*** Data for this exercise ***

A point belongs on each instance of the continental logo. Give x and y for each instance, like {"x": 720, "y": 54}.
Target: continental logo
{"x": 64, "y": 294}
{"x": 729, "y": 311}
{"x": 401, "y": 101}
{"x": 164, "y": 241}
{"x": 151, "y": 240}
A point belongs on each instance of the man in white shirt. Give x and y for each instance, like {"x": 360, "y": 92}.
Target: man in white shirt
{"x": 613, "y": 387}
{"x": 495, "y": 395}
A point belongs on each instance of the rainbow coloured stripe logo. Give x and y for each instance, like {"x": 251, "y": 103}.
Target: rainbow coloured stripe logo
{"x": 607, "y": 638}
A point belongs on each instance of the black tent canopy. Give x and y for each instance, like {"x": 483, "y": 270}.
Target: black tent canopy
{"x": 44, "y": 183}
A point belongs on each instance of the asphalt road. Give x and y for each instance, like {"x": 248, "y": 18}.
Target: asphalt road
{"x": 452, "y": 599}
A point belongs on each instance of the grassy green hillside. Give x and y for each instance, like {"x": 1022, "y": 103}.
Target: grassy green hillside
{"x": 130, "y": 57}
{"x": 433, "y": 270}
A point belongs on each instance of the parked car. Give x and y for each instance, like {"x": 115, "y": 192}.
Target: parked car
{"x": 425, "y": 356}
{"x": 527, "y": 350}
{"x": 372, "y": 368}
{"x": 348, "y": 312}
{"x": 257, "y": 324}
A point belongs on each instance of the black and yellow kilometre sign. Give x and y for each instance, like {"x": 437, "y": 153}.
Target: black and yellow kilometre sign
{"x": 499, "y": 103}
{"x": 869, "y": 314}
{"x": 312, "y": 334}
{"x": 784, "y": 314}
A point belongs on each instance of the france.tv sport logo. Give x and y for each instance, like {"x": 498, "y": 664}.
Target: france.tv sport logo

***

§ **Your goal**
Each line of the data above is to be set down exactly.

§ **Reply**
A point belongs on each instance of the continental logo. Give x and y for each instance, like {"x": 720, "y": 54}.
Target: continental logo
{"x": 64, "y": 294}
{"x": 729, "y": 311}
{"x": 401, "y": 101}
{"x": 164, "y": 241}
{"x": 151, "y": 240}
A point belongs on each instance of the man in white shirt. Give x and y for each instance, like {"x": 360, "y": 92}.
Target: man in white shirt
{"x": 613, "y": 387}
{"x": 495, "y": 395}
A point belongs on each instance of the rainbow coloured stripe logo. Give x and y for each instance, like {"x": 251, "y": 103}.
Target: rainbow coloured stripe logo
{"x": 607, "y": 638}
A point belongs on each instance of the black tent canopy. Give x and y for each instance, like {"x": 483, "y": 270}.
Target: black tent canopy
{"x": 44, "y": 183}
A point belongs on each instance of the asphalt road. Give x and y for each instance, like {"x": 248, "y": 18}.
Target: asphalt road
{"x": 452, "y": 599}
A point belongs on each instance of the grassy green hillside. Give x and y for each instance, like {"x": 1022, "y": 103}.
Target: grassy green hillside
{"x": 130, "y": 57}
{"x": 433, "y": 270}
A point belongs on each instance of the parked car. Give x and y for each instance, like {"x": 115, "y": 192}.
Target: parked car
{"x": 425, "y": 356}
{"x": 527, "y": 350}
{"x": 372, "y": 368}
{"x": 348, "y": 312}
{"x": 257, "y": 324}
A point belongs on each instance of the black and yellow kilometre sign. Give x and y for each instance, like {"x": 437, "y": 153}.
Target: black and yellow kilometre sign
{"x": 499, "y": 103}
{"x": 869, "y": 314}
{"x": 312, "y": 334}
{"x": 784, "y": 314}
A point belongs on each instance of the france.tv sport logo. Give x and y for each instance, like {"x": 498, "y": 664}.
Target: france.tv sport logo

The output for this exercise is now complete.